> _Excerpt provided_
◇ ◇ ◇ ◇
Optimum humidity control is integrated with other related systems that improve the energy efficiency of the whole, such as the ventilation system of the building or the KNX weather station that indicates if it is raining or if there is a high level of external humidity that prevents dehumidifying by ventilation.
Dehumidification can also be achieved more efficiently, with less energy, by ventilating the room, provided the outside air conditions are suitable. This control data is provided by the weather station, indicating whether the day is humid (rain sensor) or if the external air humidity is high (humidity sensor).
Using the adequate and necessary amount of light helps to reduce lighting-related energy expenditure, which is usually quite high.
If the interior brightness average is available via sensors, it is feasible to adjust the artificial light depending on the amount of natural light. The control system is able to perform this type of constant light adjustment in response to the defined comfort and usage policies.
◇ ◇ ◇ ◇
> _Dataset entries_
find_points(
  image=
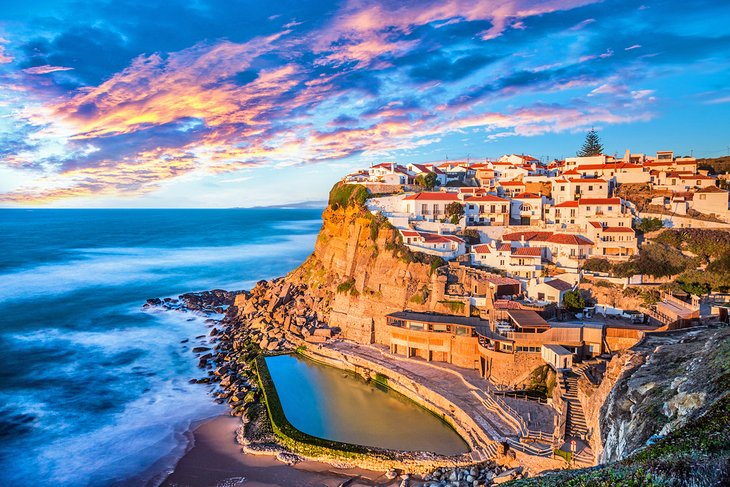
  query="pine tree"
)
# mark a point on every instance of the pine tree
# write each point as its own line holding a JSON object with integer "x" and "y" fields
{"x": 592, "y": 146}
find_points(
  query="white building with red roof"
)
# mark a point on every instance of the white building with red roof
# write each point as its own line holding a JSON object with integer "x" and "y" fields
{"x": 486, "y": 209}
{"x": 425, "y": 169}
{"x": 613, "y": 242}
{"x": 390, "y": 173}
{"x": 429, "y": 205}
{"x": 520, "y": 262}
{"x": 570, "y": 188}
{"x": 527, "y": 208}
{"x": 510, "y": 188}
{"x": 445, "y": 246}
{"x": 613, "y": 212}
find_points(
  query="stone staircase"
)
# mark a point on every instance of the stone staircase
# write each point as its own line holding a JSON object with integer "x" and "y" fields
{"x": 575, "y": 425}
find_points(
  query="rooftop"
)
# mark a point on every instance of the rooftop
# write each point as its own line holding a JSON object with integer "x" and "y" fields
{"x": 438, "y": 318}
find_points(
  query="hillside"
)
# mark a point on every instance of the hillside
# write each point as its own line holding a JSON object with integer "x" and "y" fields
{"x": 671, "y": 391}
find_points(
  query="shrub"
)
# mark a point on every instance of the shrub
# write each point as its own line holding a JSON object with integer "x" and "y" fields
{"x": 596, "y": 264}
{"x": 649, "y": 225}
{"x": 573, "y": 301}
{"x": 347, "y": 195}
{"x": 346, "y": 286}
{"x": 454, "y": 211}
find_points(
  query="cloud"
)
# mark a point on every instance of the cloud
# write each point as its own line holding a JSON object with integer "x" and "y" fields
{"x": 142, "y": 97}
{"x": 45, "y": 69}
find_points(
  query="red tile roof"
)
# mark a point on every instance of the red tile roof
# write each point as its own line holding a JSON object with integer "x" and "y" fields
{"x": 559, "y": 284}
{"x": 486, "y": 197}
{"x": 567, "y": 204}
{"x": 527, "y": 196}
{"x": 569, "y": 239}
{"x": 618, "y": 230}
{"x": 599, "y": 201}
{"x": 527, "y": 251}
{"x": 433, "y": 196}
{"x": 530, "y": 236}
{"x": 587, "y": 180}
{"x": 512, "y": 183}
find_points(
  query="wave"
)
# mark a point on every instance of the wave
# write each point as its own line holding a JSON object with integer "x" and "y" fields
{"x": 105, "y": 267}
{"x": 77, "y": 444}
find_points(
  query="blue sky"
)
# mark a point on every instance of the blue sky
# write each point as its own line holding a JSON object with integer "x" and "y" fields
{"x": 132, "y": 103}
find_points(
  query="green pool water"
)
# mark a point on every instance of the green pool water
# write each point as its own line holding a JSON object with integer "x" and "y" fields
{"x": 333, "y": 404}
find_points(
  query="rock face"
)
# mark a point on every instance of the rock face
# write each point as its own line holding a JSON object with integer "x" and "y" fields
{"x": 657, "y": 386}
{"x": 355, "y": 277}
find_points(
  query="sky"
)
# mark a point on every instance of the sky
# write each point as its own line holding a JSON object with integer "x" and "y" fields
{"x": 226, "y": 103}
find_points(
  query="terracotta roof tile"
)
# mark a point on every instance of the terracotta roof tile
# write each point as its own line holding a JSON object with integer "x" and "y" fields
{"x": 569, "y": 239}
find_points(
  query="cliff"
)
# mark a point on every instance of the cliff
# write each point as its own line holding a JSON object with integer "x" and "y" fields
{"x": 359, "y": 272}
{"x": 657, "y": 386}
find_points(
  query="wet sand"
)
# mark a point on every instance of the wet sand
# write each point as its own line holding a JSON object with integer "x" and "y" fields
{"x": 215, "y": 460}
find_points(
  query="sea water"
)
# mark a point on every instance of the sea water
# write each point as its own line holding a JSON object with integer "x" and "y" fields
{"x": 94, "y": 389}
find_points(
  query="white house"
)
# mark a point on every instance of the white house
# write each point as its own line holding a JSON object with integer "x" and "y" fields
{"x": 527, "y": 208}
{"x": 445, "y": 246}
{"x": 547, "y": 289}
{"x": 429, "y": 205}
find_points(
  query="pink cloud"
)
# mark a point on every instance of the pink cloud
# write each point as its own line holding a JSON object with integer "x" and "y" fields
{"x": 45, "y": 69}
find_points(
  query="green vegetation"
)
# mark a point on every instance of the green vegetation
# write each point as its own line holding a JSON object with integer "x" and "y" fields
{"x": 596, "y": 264}
{"x": 378, "y": 221}
{"x": 298, "y": 441}
{"x": 381, "y": 379}
{"x": 592, "y": 145}
{"x": 348, "y": 195}
{"x": 454, "y": 306}
{"x": 649, "y": 225}
{"x": 427, "y": 181}
{"x": 471, "y": 236}
{"x": 695, "y": 454}
{"x": 682, "y": 253}
{"x": 346, "y": 286}
{"x": 421, "y": 296}
{"x": 717, "y": 165}
{"x": 454, "y": 211}
{"x": 573, "y": 301}
{"x": 542, "y": 381}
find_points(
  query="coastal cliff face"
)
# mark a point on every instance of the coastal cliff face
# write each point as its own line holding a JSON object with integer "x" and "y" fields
{"x": 358, "y": 273}
{"x": 357, "y": 268}
{"x": 656, "y": 387}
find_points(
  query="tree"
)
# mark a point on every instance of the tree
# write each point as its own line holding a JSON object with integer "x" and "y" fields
{"x": 649, "y": 225}
{"x": 573, "y": 301}
{"x": 454, "y": 211}
{"x": 592, "y": 145}
{"x": 427, "y": 181}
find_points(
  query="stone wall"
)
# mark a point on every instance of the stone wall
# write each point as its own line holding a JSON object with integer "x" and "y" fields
{"x": 510, "y": 369}
{"x": 472, "y": 433}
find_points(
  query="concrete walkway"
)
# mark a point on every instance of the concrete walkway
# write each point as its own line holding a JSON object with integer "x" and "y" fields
{"x": 464, "y": 387}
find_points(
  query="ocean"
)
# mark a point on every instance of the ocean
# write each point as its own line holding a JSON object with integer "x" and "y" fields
{"x": 93, "y": 388}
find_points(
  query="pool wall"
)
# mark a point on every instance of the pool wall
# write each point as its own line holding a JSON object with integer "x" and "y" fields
{"x": 370, "y": 458}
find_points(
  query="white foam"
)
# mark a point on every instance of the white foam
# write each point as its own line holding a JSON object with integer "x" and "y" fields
{"x": 123, "y": 266}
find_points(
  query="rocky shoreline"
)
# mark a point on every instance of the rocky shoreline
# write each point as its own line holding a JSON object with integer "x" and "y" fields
{"x": 277, "y": 317}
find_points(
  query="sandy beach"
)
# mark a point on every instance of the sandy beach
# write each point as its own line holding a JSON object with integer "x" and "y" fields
{"x": 216, "y": 460}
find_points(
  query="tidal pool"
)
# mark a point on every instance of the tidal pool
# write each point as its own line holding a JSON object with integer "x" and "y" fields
{"x": 336, "y": 405}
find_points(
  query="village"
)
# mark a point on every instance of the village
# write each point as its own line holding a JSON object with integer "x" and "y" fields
{"x": 513, "y": 235}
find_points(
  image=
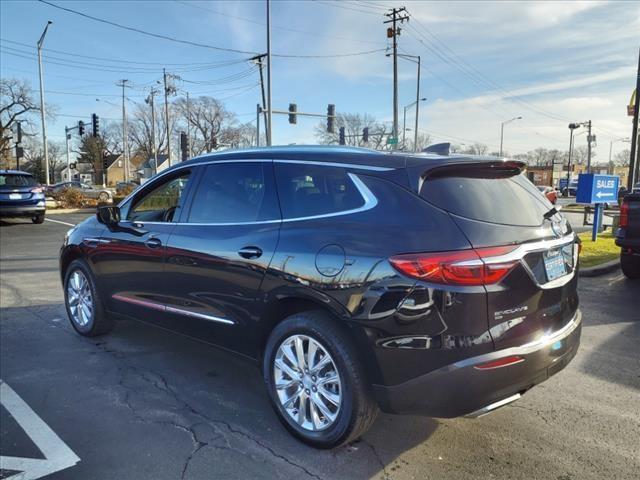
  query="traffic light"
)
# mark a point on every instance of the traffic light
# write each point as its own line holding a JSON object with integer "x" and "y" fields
{"x": 293, "y": 108}
{"x": 184, "y": 146}
{"x": 95, "y": 121}
{"x": 331, "y": 117}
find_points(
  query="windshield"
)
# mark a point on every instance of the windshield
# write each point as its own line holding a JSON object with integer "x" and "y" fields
{"x": 12, "y": 180}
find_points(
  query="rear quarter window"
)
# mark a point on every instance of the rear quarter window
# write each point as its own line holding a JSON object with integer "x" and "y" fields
{"x": 312, "y": 190}
{"x": 16, "y": 180}
{"x": 507, "y": 200}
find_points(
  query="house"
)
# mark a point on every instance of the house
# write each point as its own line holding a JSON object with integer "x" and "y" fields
{"x": 78, "y": 171}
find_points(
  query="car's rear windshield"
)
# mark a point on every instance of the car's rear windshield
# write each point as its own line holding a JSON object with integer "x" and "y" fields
{"x": 508, "y": 199}
{"x": 10, "y": 180}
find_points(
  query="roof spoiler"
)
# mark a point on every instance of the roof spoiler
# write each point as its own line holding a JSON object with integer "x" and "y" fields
{"x": 438, "y": 148}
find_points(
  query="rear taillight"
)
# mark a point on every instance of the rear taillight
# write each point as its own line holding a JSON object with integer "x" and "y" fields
{"x": 481, "y": 266}
{"x": 624, "y": 214}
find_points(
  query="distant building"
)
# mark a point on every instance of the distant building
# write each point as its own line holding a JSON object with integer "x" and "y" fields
{"x": 147, "y": 170}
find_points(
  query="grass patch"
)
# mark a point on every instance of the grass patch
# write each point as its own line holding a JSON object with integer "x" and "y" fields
{"x": 601, "y": 251}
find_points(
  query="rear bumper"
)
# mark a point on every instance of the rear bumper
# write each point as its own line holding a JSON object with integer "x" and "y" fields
{"x": 20, "y": 210}
{"x": 460, "y": 389}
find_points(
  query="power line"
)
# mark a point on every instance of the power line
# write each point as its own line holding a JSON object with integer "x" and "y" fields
{"x": 192, "y": 43}
{"x": 262, "y": 24}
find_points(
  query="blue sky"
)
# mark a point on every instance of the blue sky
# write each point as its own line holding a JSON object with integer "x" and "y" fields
{"x": 485, "y": 62}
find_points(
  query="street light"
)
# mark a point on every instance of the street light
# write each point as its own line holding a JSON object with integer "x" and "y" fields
{"x": 42, "y": 112}
{"x": 502, "y": 130}
{"x": 626, "y": 140}
{"x": 404, "y": 124}
{"x": 572, "y": 127}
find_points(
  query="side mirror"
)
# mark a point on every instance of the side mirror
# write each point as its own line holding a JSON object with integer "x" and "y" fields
{"x": 109, "y": 215}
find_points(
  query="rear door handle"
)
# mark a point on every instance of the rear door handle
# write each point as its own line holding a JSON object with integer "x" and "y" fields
{"x": 250, "y": 252}
{"x": 153, "y": 242}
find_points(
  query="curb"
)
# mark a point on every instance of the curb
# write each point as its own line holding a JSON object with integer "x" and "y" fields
{"x": 61, "y": 211}
{"x": 607, "y": 267}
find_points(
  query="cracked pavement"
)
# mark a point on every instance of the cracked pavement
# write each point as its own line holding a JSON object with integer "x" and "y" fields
{"x": 143, "y": 403}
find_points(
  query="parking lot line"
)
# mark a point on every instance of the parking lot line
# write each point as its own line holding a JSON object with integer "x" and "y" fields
{"x": 59, "y": 221}
{"x": 58, "y": 456}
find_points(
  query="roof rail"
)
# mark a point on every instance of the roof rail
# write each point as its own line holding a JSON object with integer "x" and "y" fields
{"x": 439, "y": 149}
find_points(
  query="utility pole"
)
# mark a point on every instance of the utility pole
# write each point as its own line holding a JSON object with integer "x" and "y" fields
{"x": 42, "y": 107}
{"x": 634, "y": 159}
{"x": 125, "y": 150}
{"x": 188, "y": 125}
{"x": 572, "y": 127}
{"x": 502, "y": 130}
{"x": 166, "y": 114}
{"x": 415, "y": 133}
{"x": 151, "y": 101}
{"x": 589, "y": 146}
{"x": 396, "y": 15}
{"x": 67, "y": 137}
{"x": 269, "y": 117}
{"x": 258, "y": 60}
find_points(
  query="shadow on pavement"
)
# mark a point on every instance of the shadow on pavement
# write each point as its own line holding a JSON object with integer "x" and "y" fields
{"x": 122, "y": 387}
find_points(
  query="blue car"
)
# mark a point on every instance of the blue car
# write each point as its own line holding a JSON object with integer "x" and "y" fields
{"x": 21, "y": 196}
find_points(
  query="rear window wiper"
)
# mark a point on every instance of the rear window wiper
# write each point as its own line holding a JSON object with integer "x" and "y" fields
{"x": 550, "y": 213}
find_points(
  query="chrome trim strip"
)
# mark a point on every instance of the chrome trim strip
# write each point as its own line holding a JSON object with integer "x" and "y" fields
{"x": 371, "y": 168}
{"x": 489, "y": 408}
{"x": 96, "y": 240}
{"x": 167, "y": 308}
{"x": 525, "y": 349}
{"x": 203, "y": 316}
{"x": 370, "y": 201}
{"x": 139, "y": 302}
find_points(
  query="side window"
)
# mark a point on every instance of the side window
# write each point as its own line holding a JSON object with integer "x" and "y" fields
{"x": 235, "y": 193}
{"x": 309, "y": 190}
{"x": 159, "y": 204}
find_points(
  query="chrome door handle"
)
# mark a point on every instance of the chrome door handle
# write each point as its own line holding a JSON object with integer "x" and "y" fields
{"x": 153, "y": 242}
{"x": 250, "y": 252}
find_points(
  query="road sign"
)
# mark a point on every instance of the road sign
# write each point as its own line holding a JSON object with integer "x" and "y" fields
{"x": 563, "y": 183}
{"x": 593, "y": 188}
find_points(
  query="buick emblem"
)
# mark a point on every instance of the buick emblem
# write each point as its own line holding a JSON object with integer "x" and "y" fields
{"x": 558, "y": 225}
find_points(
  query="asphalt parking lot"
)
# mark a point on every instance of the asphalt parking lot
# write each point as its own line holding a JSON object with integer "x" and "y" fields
{"x": 143, "y": 403}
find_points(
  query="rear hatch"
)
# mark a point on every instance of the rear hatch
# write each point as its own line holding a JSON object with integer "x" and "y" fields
{"x": 17, "y": 189}
{"x": 495, "y": 205}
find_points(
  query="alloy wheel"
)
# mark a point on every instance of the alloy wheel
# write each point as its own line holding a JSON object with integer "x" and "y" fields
{"x": 80, "y": 299}
{"x": 307, "y": 382}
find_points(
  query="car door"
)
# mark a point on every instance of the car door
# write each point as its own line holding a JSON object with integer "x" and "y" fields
{"x": 129, "y": 258}
{"x": 218, "y": 254}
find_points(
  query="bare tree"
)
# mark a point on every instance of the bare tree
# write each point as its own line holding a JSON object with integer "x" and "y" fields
{"x": 141, "y": 131}
{"x": 210, "y": 123}
{"x": 17, "y": 103}
{"x": 424, "y": 140}
{"x": 476, "y": 149}
{"x": 622, "y": 158}
{"x": 354, "y": 124}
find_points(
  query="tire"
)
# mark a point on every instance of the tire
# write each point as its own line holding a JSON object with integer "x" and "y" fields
{"x": 97, "y": 323}
{"x": 357, "y": 408}
{"x": 630, "y": 265}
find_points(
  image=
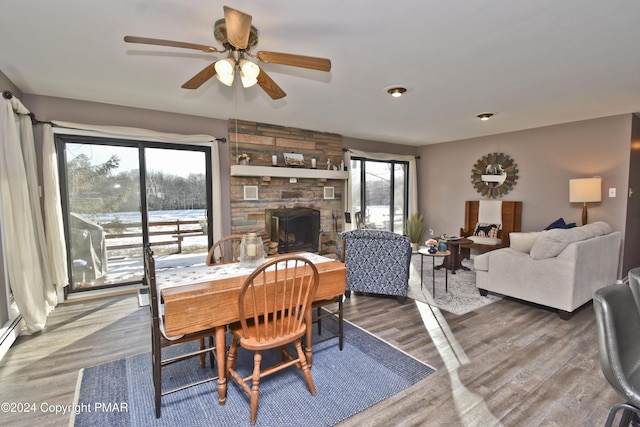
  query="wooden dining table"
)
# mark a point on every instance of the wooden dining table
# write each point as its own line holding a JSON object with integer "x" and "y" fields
{"x": 204, "y": 297}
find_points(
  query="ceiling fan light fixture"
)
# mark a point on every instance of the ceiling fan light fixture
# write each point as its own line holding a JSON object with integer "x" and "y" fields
{"x": 248, "y": 73}
{"x": 396, "y": 91}
{"x": 484, "y": 116}
{"x": 225, "y": 71}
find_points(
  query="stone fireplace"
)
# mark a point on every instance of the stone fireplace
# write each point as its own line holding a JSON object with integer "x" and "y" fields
{"x": 295, "y": 230}
{"x": 276, "y": 191}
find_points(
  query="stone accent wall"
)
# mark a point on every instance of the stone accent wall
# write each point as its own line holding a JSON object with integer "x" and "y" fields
{"x": 261, "y": 141}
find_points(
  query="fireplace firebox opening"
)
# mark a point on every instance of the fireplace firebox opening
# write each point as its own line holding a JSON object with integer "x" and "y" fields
{"x": 294, "y": 229}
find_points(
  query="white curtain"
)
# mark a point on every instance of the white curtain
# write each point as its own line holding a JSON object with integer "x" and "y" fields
{"x": 54, "y": 225}
{"x": 24, "y": 246}
{"x": 413, "y": 178}
{"x": 150, "y": 135}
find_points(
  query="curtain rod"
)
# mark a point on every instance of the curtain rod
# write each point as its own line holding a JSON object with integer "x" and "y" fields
{"x": 344, "y": 150}
{"x": 8, "y": 95}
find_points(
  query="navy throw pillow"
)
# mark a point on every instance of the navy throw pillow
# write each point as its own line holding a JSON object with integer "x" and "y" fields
{"x": 558, "y": 223}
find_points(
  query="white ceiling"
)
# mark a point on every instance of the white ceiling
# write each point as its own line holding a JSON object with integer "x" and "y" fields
{"x": 532, "y": 63}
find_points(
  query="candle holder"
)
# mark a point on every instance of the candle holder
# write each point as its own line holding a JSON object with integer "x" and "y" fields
{"x": 251, "y": 251}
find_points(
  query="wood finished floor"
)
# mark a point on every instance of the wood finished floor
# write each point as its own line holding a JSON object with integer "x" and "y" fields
{"x": 508, "y": 363}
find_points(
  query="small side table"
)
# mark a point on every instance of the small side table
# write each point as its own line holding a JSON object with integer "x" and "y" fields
{"x": 424, "y": 252}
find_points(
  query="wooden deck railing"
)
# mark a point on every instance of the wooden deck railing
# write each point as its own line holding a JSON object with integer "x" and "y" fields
{"x": 175, "y": 231}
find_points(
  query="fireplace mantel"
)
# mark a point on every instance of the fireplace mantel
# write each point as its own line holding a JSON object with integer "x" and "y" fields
{"x": 286, "y": 172}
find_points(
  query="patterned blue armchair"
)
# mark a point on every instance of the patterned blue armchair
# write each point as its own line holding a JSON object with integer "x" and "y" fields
{"x": 377, "y": 262}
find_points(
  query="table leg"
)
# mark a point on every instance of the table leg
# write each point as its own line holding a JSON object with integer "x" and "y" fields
{"x": 308, "y": 336}
{"x": 433, "y": 276}
{"x": 421, "y": 269}
{"x": 221, "y": 350}
{"x": 446, "y": 278}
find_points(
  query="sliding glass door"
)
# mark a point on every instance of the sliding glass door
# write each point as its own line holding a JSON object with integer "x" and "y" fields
{"x": 379, "y": 192}
{"x": 119, "y": 195}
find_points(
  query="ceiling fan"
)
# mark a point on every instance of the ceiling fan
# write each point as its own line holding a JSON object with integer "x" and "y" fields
{"x": 238, "y": 37}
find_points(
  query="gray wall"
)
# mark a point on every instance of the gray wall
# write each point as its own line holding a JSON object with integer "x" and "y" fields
◇ ◇ ◇ ◇
> _Directions for this task_
How would you put this sentence from the building automation excerpt into Spanish: "Using the adequate and necessary amount of light helps to reduce lighting-related energy expenditure, which is usually quite high." Rely on the building automation excerpt alone.

> _Final answer_
Utilizar la cantidad de luz adecuada y necesaria ayuda a reducir el gasto energético relacionado con la iluminación, que suele ser bastante elevado.